___ Data to process ___

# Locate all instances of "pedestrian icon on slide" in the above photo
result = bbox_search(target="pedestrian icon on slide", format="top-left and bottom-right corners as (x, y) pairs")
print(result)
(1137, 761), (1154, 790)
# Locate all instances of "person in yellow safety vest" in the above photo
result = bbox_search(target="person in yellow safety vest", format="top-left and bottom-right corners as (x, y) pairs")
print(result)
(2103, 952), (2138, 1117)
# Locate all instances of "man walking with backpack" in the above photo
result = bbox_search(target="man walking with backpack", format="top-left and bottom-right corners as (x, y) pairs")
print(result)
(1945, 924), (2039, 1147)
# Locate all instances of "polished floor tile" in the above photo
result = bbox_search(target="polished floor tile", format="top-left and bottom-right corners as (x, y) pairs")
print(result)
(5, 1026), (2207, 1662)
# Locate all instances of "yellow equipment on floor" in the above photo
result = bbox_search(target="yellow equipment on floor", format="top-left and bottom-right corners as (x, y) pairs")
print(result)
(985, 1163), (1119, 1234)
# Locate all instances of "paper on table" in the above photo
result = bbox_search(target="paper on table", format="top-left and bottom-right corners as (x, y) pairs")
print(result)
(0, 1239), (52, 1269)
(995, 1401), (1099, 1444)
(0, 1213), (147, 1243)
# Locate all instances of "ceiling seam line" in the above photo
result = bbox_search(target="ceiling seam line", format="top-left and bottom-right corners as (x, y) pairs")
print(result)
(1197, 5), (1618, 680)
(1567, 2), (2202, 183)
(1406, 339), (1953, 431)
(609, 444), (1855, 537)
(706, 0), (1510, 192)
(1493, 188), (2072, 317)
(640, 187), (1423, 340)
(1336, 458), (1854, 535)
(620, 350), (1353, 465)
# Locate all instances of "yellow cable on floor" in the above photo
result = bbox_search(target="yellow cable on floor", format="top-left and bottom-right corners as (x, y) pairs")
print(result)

___

Exercise brief:
The full listing above needs to be retyped exactly.

Result for this task:
# Locate all instances of "pedestrian icon on slide" in the above photo
result = bbox_search(target="pedestrian icon on slide", format="top-left and bottom-right corners as (x, y) pairs")
print(result)
(1137, 761), (1154, 790)
# Locate all instances of "person in yellow safety vest" in the above photo
result = bbox_search(target="person in yellow safety vest", format="top-left and bottom-right corners as (x, y) pairs")
print(result)
(2103, 952), (2138, 1117)
# Locate all instances of "man walking with backpack" in the above photo
result = bbox_search(target="man walking with backpack", format="top-left and bottom-right corners as (x, y) pairs")
print(result)
(1945, 924), (2039, 1147)
# Locate all instances of "polished floor tile" in the above photo
result = bbox_search(target="polished floor tile", format="top-left and bottom-right corners as (x, y) pairs")
print(result)
(5, 1026), (2207, 1662)
# Locate all instances of "yellow equipment on floor" in the above photo
result = bbox_search(target="yellow equipment on floor", format="top-left and bottom-right corners as (x, y) pairs")
print(result)
(985, 1163), (1119, 1234)
# Locate all instances of "paper on table" in the above photo
result = bbox_search(target="paper on table", format="top-left and bottom-right corners as (x, y) pairs")
print(result)
(0, 1239), (52, 1269)
(995, 1401), (1099, 1444)
(0, 1213), (147, 1243)
# Locate all instances of "ceiling seam line" in the above photo
result = bbox_search(target="ceiling seam line", format="top-left and bottom-right corners as (x, y) pairs")
print(result)
(1197, 5), (1618, 680)
(1567, 2), (2202, 183)
(1406, 339), (1953, 431)
(609, 444), (1855, 537)
(706, 0), (1510, 192)
(1493, 188), (2072, 317)
(640, 187), (1423, 340)
(1336, 458), (1854, 535)
(620, 350), (1353, 465)
# Locate all instances of "yellow cable on floor" in the above photo
result = bbox_search(target="yellow cable on floor", format="top-left and bottom-right corners as (x, y) pairs")
print(result)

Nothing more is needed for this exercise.